___ DATA IN THIS EXERCISE
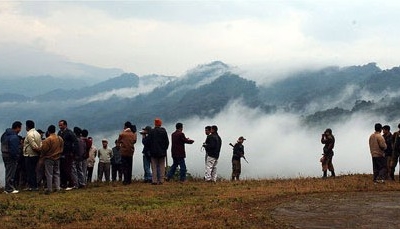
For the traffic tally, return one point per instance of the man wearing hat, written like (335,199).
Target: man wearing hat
(104,154)
(238,152)
(146,154)
(158,142)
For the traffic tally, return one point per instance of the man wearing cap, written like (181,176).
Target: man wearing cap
(238,152)
(179,140)
(213,147)
(104,154)
(326,161)
(377,146)
(127,139)
(159,142)
(146,154)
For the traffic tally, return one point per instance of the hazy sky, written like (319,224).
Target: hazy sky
(170,37)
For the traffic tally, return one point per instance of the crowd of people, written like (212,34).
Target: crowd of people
(385,152)
(384,149)
(65,160)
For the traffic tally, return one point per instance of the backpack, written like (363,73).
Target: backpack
(4,143)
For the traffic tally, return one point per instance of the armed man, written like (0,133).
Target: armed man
(238,153)
(329,143)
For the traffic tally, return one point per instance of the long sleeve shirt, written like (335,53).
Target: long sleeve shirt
(377,145)
(104,155)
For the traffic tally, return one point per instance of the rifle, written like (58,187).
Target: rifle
(242,155)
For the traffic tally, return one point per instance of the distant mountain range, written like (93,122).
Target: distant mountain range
(324,96)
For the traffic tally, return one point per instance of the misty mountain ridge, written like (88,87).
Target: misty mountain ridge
(324,96)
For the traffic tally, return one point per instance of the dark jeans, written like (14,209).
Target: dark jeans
(66,179)
(127,169)
(116,168)
(10,167)
(90,174)
(30,165)
(52,170)
(147,168)
(182,168)
(103,168)
(379,167)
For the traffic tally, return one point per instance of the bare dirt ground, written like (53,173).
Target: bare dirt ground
(341,210)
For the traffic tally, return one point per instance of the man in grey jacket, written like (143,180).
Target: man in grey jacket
(10,147)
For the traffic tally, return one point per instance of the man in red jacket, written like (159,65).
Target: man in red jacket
(178,152)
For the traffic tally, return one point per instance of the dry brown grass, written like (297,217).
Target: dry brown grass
(194,204)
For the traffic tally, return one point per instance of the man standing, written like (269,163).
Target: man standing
(127,139)
(213,147)
(159,142)
(104,154)
(32,144)
(329,141)
(146,154)
(238,153)
(88,144)
(91,161)
(396,151)
(67,156)
(10,148)
(388,151)
(116,163)
(52,148)
(377,148)
(179,140)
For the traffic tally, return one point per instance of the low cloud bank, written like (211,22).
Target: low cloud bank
(277,146)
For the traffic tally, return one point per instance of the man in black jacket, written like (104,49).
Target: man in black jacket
(213,147)
(159,142)
(238,153)
(67,157)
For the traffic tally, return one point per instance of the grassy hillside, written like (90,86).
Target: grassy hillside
(194,204)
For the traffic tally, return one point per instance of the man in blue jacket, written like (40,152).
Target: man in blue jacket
(10,147)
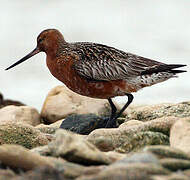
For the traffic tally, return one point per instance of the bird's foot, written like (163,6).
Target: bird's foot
(111,123)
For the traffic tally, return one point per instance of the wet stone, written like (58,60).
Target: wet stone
(22,134)
(167,152)
(8,102)
(42,173)
(140,157)
(147,113)
(84,123)
(133,171)
(75,148)
(133,138)
(175,164)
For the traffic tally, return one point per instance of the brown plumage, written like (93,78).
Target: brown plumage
(99,71)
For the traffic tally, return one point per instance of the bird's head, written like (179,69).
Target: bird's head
(47,41)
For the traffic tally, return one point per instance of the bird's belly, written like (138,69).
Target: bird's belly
(94,89)
(99,89)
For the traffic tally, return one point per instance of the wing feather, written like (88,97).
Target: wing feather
(103,63)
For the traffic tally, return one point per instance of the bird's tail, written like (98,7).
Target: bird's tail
(169,68)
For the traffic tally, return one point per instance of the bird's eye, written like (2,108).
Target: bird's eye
(40,40)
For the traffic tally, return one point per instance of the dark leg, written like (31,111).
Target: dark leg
(130,99)
(112,120)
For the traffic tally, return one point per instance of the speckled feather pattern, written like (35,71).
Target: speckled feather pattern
(99,62)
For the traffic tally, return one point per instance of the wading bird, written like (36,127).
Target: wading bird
(99,71)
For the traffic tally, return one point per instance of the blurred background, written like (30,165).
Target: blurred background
(159,30)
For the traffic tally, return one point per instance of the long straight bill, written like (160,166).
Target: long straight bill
(35,51)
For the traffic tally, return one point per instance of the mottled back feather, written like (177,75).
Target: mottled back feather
(101,62)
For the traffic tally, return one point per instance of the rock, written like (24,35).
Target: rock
(18,157)
(22,134)
(61,102)
(130,123)
(147,113)
(6,174)
(134,171)
(83,123)
(71,170)
(41,150)
(180,135)
(7,102)
(114,156)
(43,173)
(74,148)
(175,164)
(140,157)
(173,176)
(133,138)
(167,152)
(22,114)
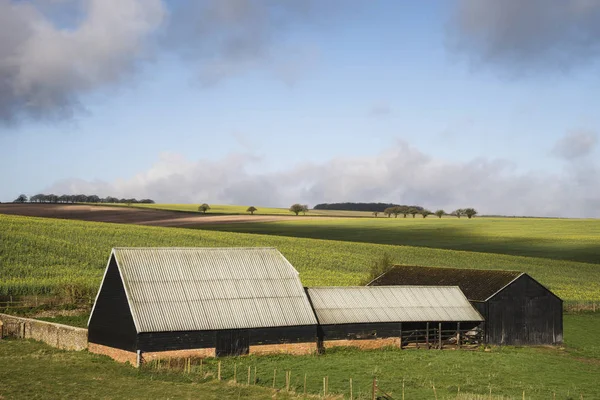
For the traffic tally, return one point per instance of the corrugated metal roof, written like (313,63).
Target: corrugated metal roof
(476,284)
(350,305)
(187,289)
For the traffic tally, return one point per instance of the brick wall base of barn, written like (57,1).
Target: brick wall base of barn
(284,348)
(163,355)
(119,355)
(56,335)
(364,344)
(130,357)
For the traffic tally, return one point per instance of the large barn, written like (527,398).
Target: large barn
(370,317)
(200,301)
(518,310)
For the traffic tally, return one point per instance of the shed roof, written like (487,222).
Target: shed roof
(363,304)
(186,289)
(476,284)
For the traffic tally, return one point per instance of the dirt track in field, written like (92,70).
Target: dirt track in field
(130,215)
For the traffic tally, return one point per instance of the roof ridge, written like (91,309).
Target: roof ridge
(461,269)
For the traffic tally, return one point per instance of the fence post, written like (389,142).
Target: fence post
(350,388)
(374,393)
(400,335)
(305,384)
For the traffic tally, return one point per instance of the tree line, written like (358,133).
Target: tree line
(406,210)
(371,207)
(77,198)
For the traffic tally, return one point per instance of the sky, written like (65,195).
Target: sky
(466,103)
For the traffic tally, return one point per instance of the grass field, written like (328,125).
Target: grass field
(214,209)
(32,370)
(541,372)
(44,256)
(561,239)
(240,210)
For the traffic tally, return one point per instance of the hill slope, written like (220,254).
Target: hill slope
(42,255)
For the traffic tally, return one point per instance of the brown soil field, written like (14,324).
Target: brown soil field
(127,215)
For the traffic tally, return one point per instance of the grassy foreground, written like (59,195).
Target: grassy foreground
(34,370)
(51,256)
(559,239)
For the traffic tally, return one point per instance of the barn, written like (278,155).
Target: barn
(517,309)
(372,317)
(176,302)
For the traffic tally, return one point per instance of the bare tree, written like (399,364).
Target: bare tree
(458,213)
(297,208)
(470,212)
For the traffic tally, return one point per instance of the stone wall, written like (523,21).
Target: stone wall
(56,335)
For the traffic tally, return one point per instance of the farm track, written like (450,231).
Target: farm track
(131,215)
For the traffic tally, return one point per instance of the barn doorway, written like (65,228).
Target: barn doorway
(233,342)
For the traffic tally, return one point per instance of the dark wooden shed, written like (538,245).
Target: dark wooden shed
(371,317)
(518,310)
(156,302)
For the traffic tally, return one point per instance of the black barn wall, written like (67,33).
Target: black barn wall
(111,323)
(523,313)
(163,341)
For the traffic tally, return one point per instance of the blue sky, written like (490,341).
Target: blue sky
(461,104)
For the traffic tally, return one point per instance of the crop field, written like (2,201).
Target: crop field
(51,256)
(560,239)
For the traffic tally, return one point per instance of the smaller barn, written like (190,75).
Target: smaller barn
(176,302)
(517,309)
(371,317)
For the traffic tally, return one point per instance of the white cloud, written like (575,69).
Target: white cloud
______
Please output every line of the listing as it stands, and omit its images.

ANSWER SPACE>
For the traffic tally, return one point per instance of the man wearing hat, written like (335,199).
Target: man wearing hat
(104,154)
(238,152)
(146,154)
(158,142)
For the traffic tally, return one point per instance of the man wearing cap, written like (181,176).
Target: man wearing cap
(238,152)
(179,140)
(213,147)
(104,154)
(326,161)
(377,146)
(127,139)
(159,142)
(146,154)
For the traffic tally, return one point per instance of the hazy sky, written like (319,224).
Target: hazy sky
(170,37)
For the traffic tally, return one point per instance of the crowd of people, written like (212,34).
Target: crowd of people
(385,152)
(384,149)
(65,160)
For the traffic tally, return one point per instance of the backpack, written like (363,73).
Target: backpack
(4,143)
For the traffic tally, return one point per instance of the armed man, written like (0,133).
Target: armed man
(238,153)
(329,143)
For the traffic tally, return one point per instance of the long sleeve shirt, written like (335,53).
Target: long sleeve shirt
(377,145)
(104,155)
For the traffic tally, return one point per instance of the rifle, written like (58,187).
Target: rifle
(242,155)
For the traffic tally, return one point per instance of the distant mountain range, written like (93,122).
Target: distant mountain range
(324,96)
For the traffic tally, return one point per instance of the misty mountain ridge, written like (88,87).
Target: misty mountain ridge
(324,96)
For the traffic tally, return one point per instance of the dark jeans, written like (14,209).
Target: dark jeans
(66,179)
(127,169)
(116,168)
(10,167)
(90,174)
(30,165)
(52,170)
(147,168)
(182,168)
(103,168)
(379,167)
For the traffic tally, return one point per instance of the bare dirt ground, written like (53,173).
Target: bare dirt ground
(341,210)
For the traffic tally, return one point per instance of the man in grey jacket, written like (143,180).
Target: man in grey jacket
(10,147)
For the traffic tally, return one point per instance of the man in red jacket, written like (159,65).
Target: man in red jacket
(178,152)
For the traffic tally, return one point per instance of the dry brown grass, written like (297,217).
Target: dry brown grass
(194,204)
For the traffic tally, return one point per instance of the man standing, written like (269,163).
Target: man standing
(127,139)
(213,147)
(159,142)
(104,154)
(32,144)
(329,141)
(146,154)
(238,153)
(88,144)
(91,161)
(396,151)
(67,156)
(10,148)
(388,151)
(116,163)
(52,148)
(377,148)
(179,140)
For the traffic tally, return one point per instance of the low cloud bank, written like (211,22).
Target: low cloud bank
(277,146)
For the traffic tally, return one point per instance of the man in black jacket, written like (104,49).
Target: man in black jacket
(213,147)
(159,142)
(238,153)
(67,157)
For the traffic tally, return one point per instance of the grassy hillside, written like (90,86).
Target: grassy hillside
(194,204)
For the traffic tally, return one point per instance of the man in blue jacket, written like (40,152).
Target: man in blue jacket
(10,147)
For the traffic tally, return one point per instance of the bird's foot, written like (163,6).
Target: bird's foot
(111,123)
For the traffic tally, return one point per instance of the wet stone, written like (58,60).
Target: wet stone
(22,134)
(167,152)
(8,102)
(42,173)
(140,157)
(147,113)
(84,123)
(133,171)
(75,148)
(133,138)
(175,164)
For the traffic tally, return one point per instance of the brown plumage, written like (93,78).
Target: brown plumage
(99,71)
For the traffic tally, return one point per instance of the bird's head, written like (179,69).
Target: bird's head
(47,41)
For the traffic tally, return one point per instance of the bird's belly, written like (138,69).
Target: bird's belly
(94,89)
(99,89)
For the traffic tally, return one point per instance of the wing feather, written like (88,97).
Target: wing feather
(103,63)
For the traffic tally, return one point per instance of the bird's tail, written like (98,7).
Target: bird's tail
(169,68)
For the traffic tally, return one point per instance of the bird's eye, written like (2,108).
Target: bird's eye
(40,40)
For the traffic tally, return one point per instance of the dark leg, written like (31,111).
Target: dark leg
(130,99)
(112,120)
For the traffic tally, return one point per instance of the speckled feather pattern, written like (35,71).
Target: speckled feather pattern
(99,62)
For the traffic tally, return one point per instance of the wading bird, written like (36,127).
Target: wading bird
(99,71)
For the traffic tally, return one point per instance of the blurred background, written like (30,165).
Target: blurred background
(159,30)
For the traffic tally, return one point per instance of the long straight bill, written like (160,166).
Target: long straight bill
(35,51)
For the traffic tally, return one point per instance of the mottled back feather, written like (177,75).
Target: mottled back feather
(101,62)
For the traffic tally, return one point per instance of the rock, written like (24,35).
Target: rock
(18,157)
(22,134)
(61,102)
(130,123)
(147,113)
(6,174)
(134,171)
(83,123)
(71,170)
(41,150)
(180,135)
(7,102)
(114,156)
(43,173)
(74,148)
(175,164)
(140,157)
(173,176)
(133,138)
(167,152)
(22,114)
For the traffic tally, return one point per instance of the corrugated metal roof, written like (313,63).
Target: corrugated metal roof
(476,284)
(350,305)
(187,289)
For the traffic tally, return one point per instance of the brick wall base of barn, written like (57,1).
Target: brick wall base of barn
(284,348)
(163,355)
(119,355)
(56,335)
(364,344)
(130,357)
For the traffic tally, return one point per instance of the large barn, written like (527,398).
Target: large barn
(370,317)
(200,301)
(518,310)
For the traffic tally, return one point per instance of the shed roof, written like (487,222).
Target: shed roof
(363,304)
(186,289)
(476,284)
For the traffic tally, return one point per instance of the dirt track in field, written like (92,70).
Target: dirt track in field
(130,215)
For the traffic tally, return one point per instance of the roof ridge, written like (91,309).
Target: roof ridge
(461,269)
For the traffic tally, return one point per instance of the fence post, written like (389,142).
Target: fence post
(350,388)
(374,393)
(400,335)
(305,384)
For the traffic tally, return one point per instance of the tree line, written like (358,133).
Target: tree line
(406,210)
(371,207)
(77,198)
For the traffic tally, return one point per instance of the sky, written like (65,195).
Target: sky
(466,103)
For the traffic tally, return one point per instance of the grass field, written like (328,125).
Target: grass field
(214,209)
(32,370)
(541,372)
(44,256)
(561,239)
(240,210)
For the traffic tally, return one point per instance of the hill slope, written like (220,254).
Target: hill slope
(42,255)
For the traffic tally, return one point per instance of the brown soil field, written like (14,324).
Target: brown soil field
(127,215)
For the traffic tally, return one point per instance of the grassy foreground, written like (59,195).
Target: grassy foreground
(34,370)
(51,256)
(559,239)
For the traffic tally, return one point per instance of the barn, written like (278,155).
Target: barn
(517,309)
(372,317)
(176,302)
For the traffic tally, return one point per instance of the bare tree, written like (399,364).
Target: bare tree
(458,213)
(297,208)
(470,212)
For the traffic tally, return one point per instance of the stone wall, written like (523,21).
Target: stone wall
(56,335)
For the traffic tally, return one point per instance of the farm track, written like (450,231).
Target: farm track
(131,215)
For the traffic tally, return one point per instance of the barn doorway, written like (65,228).
Target: barn doorway
(233,342)
For the traffic tally, return one point per instance of the dark wooden shed, written like (538,245).
Target: dark wooden shed
(371,317)
(518,310)
(156,302)
For the traffic tally, return one point per instance of the black barn wall, written like (67,33).
Target: black barn wall
(111,323)
(523,313)
(163,341)
For the traffic tally, return one point per instance of the blue sky, written like (490,341).
Target: blue sky
(461,104)
For the traffic tally, return one point per instance of the crop field, written like (2,201).
Target: crop field
(51,256)
(560,239)
For the traffic tally, return one point per instance of the smaller barn, written like (190,75).
Target: smaller barn
(176,302)
(517,309)
(371,317)
For the traffic tally, return one point per instance of the white cloud, written like (575,69).
Target: white cloud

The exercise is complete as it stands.